- [Instructions for the task] Restating the records exactly is the whole task.

- [Provided records]
::::::::
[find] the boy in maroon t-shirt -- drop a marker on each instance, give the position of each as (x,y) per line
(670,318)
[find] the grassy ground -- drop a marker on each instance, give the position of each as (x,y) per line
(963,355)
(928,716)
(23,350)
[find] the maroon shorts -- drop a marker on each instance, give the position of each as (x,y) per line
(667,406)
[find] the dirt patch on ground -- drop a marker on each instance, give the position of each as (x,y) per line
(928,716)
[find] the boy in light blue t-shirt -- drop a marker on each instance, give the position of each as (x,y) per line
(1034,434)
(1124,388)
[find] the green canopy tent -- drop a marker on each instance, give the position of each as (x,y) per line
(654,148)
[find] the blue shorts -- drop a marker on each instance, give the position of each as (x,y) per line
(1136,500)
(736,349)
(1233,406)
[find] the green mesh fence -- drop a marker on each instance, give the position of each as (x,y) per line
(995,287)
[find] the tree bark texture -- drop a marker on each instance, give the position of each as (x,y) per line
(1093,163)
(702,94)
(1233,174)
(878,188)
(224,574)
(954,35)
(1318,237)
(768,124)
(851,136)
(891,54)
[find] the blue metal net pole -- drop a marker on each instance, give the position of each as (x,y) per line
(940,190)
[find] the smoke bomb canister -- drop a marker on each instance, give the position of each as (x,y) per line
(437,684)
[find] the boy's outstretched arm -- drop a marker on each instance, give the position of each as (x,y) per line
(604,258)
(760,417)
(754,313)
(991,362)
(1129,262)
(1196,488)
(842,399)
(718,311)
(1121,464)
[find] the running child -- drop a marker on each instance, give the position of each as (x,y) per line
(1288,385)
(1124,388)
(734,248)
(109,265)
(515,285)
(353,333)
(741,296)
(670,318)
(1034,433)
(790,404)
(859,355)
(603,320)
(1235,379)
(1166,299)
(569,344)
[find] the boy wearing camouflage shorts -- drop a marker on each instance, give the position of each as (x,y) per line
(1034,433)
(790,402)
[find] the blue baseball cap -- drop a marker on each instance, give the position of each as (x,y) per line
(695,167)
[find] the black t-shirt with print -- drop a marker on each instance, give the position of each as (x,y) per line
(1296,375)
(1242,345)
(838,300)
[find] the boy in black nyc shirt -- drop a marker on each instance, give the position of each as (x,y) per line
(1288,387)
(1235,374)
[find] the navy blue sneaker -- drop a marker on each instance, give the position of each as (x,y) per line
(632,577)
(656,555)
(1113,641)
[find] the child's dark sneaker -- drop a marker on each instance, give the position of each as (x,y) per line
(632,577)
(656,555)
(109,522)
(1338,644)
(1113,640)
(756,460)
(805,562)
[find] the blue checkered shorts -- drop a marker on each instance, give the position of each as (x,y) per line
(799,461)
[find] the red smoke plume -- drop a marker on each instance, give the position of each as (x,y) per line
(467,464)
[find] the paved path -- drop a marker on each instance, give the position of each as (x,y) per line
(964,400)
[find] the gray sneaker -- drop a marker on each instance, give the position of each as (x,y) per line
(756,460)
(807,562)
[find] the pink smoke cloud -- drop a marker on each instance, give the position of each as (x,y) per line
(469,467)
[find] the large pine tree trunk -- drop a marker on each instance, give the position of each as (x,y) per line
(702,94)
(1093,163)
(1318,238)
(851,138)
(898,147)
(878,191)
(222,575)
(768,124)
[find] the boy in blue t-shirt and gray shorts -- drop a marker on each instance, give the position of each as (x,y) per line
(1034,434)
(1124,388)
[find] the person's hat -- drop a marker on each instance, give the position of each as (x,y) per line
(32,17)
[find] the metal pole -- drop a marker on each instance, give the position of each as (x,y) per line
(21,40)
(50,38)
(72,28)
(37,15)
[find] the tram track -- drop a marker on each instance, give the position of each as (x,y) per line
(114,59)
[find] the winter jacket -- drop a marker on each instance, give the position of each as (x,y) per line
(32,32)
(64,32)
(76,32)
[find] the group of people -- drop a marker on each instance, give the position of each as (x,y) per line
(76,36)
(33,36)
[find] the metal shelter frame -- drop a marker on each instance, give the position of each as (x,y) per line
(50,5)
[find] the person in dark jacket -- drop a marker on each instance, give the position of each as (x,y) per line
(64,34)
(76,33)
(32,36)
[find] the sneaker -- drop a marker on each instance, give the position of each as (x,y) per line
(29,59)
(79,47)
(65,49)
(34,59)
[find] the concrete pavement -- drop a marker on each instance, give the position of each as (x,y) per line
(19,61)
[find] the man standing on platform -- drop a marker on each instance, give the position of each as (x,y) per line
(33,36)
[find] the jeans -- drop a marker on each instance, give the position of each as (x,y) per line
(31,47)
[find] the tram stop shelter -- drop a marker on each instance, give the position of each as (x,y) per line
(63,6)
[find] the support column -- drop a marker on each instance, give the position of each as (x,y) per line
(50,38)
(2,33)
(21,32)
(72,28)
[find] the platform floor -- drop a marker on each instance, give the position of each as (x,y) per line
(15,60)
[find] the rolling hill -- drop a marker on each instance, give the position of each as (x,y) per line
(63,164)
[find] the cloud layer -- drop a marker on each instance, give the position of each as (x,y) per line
::::::::
- [Task solution]
[find] the boy in maroon t-shirt -- drop a marker on each instance, give the position of each as (x,y) per line
(670,318)
[find] the grassy ground -- drop a marker on each instance, give the position of each as (x,y) per line
(963,355)
(928,716)
(23,350)
[find] the maroon shorts -- drop a marker on each instance, give the position of each as (x,y) per line
(667,406)
[find] the dirt patch on ground -- drop a marker on each instance, give the position of each as (x,y) per line
(928,716)
[find] the boy in light blue t-shirt -- drop a marker on each instance, give the position of each as (x,y) per line
(1034,434)
(1124,388)
[find] the green canopy tent -- drop a marker on each instance, give the position of each as (x,y) per line
(654,148)
[find] the blue shorts -- drop a marker on each instance, give the position of each as (x,y) per line
(1136,500)
(736,349)
(1233,406)
[find] the green mesh fence -- drop a marker on each instance, give the position of each as (x,y) per line
(995,287)
[find] the tree bark texture -- drop a marker on each instance, give the position of each as (x,y) per line
(1093,163)
(702,94)
(1233,174)
(878,188)
(224,574)
(954,35)
(1318,237)
(768,124)
(851,136)
(891,54)
[find] the blue metal net pole -- drop a marker on each instance, give the position of each as (x,y) per line
(940,190)
[find] the smoke bomb canister -- drop a marker on each instance, give the position of each as (x,y) per line
(437,684)
[find] the boy's outstretched arm -- drop a marker on each instance, give the position of each as (x,y) per line
(604,258)
(760,417)
(754,313)
(991,362)
(1129,262)
(1196,488)
(842,399)
(718,311)
(1121,464)
[find] the running child -- drop a marker on each instance, give the position of each as (x,y) per line
(1288,385)
(1124,388)
(734,248)
(109,265)
(515,285)
(353,333)
(741,296)
(670,318)
(1034,433)
(790,404)
(859,355)
(603,320)
(1235,379)
(1166,299)
(569,344)
[find] the boy wearing camouflage shorts -- drop a marker on each instance, give the position of each as (x,y) per line
(1034,433)
(790,402)
[find] the blue baseball cap -- drop a marker on each instance, give the position of each as (x,y) per line
(695,167)
[find] the black t-shirt with print -- drop a marker on each instance, give the position of each as (x,y) per line
(1296,375)
(1242,345)
(838,300)
[find] the boy in black nyc shirt -- drop a marker on each instance, give the position of each as (x,y) per line
(1288,387)
(1235,374)
[find] the navy blue sneaker -- drop a marker on each instance, give the position of each as (x,y) per line
(632,577)
(656,555)
(1113,641)
[find] the child's dark sneaker -- drop a marker on each instance, give the position of each as (x,y) per line
(632,577)
(656,555)
(109,522)
(1338,644)
(1113,640)
(756,460)
(805,562)
[find] the blue checkered shorts -- drop a marker on each instance, give the position of each as (x,y) per line
(799,461)
[find] the red smoke plume -- drop a marker on each instance, give the position of each as (x,y) per line
(467,464)
[find] the paved path -- drop a marker on each instance, give the position of each as (x,y) per line
(964,400)
[find] the gray sneaker -- drop a marker on each instance, give the position of each as (x,y) per line
(756,460)
(807,562)
[find] the pink smoke cloud -- drop a marker on each instance, give the position of each as (x,y) per line
(469,467)
[find] the large pine tree trunk -- drop a marker on each instance, give the position of each as (x,y) per line
(702,94)
(1093,163)
(1318,238)
(851,138)
(898,147)
(878,191)
(222,575)
(768,124)
[find] the boy in blue t-shirt and gray shorts -- drop a marker on each instance, give the position of each as (x,y) per line
(1034,434)
(1124,388)
[find] the person's hat -- drop a marker on each instance, give the position of each as (x,y) per line
(32,17)
[find] the metal pole -- drop a marker on each instance, give the position of each as (x,y) per line
(21,40)
(50,38)
(72,28)
(37,15)
[find] the tram track -- drop a marker on each instance, give the position of each as (x,y) per line
(114,59)
[find] the winter jacket -- drop a marker on each instance, give the position of each as (x,y) per line
(32,32)
(64,32)
(76,32)
[find] the group of people -- drop a marker on each instance, give the position of each as (x,y) per line
(76,36)
(33,36)
[find] the metal shelter frame -- drop a marker on each instance, give the position of each as (x,y) per line
(50,5)
[find] the person in dark jacket -- drop a marker on each instance, give the position of each as (x,y) per line
(64,34)
(76,33)
(32,36)
[find] the sneaker -- drop a marker on each instance, give the position of each as (x,y) per line
(29,59)
(79,47)
(65,49)
(34,59)
[find] the concrete pavement -- drop a marker on each instance, give the position of each as (x,y) per line
(19,61)
[find] the man standing on platform -- drop a marker on each instance, give the position of each as (x,y) per line
(33,36)
[find] the jeans -- drop a marker on each instance, give the position of each as (x,y) per line
(31,47)
[find] the tram stop shelter -- drop a marker on each instance, give the position of each as (x,y) per line
(63,6)
[find] the support column -- drop a marker on each instance, give the position of each as (x,y) per line
(50,38)
(2,33)
(21,32)
(72,28)
[find] the platform floor -- drop a marker on each instance, give the position of each as (x,y) per line
(15,60)
[find] the rolling hill -- drop a marker on each instance, give the position of each as (x,y) per line
(63,164)
[find] the cloud layer -- drop a marker on each instance, give the position of each as (x,y) per line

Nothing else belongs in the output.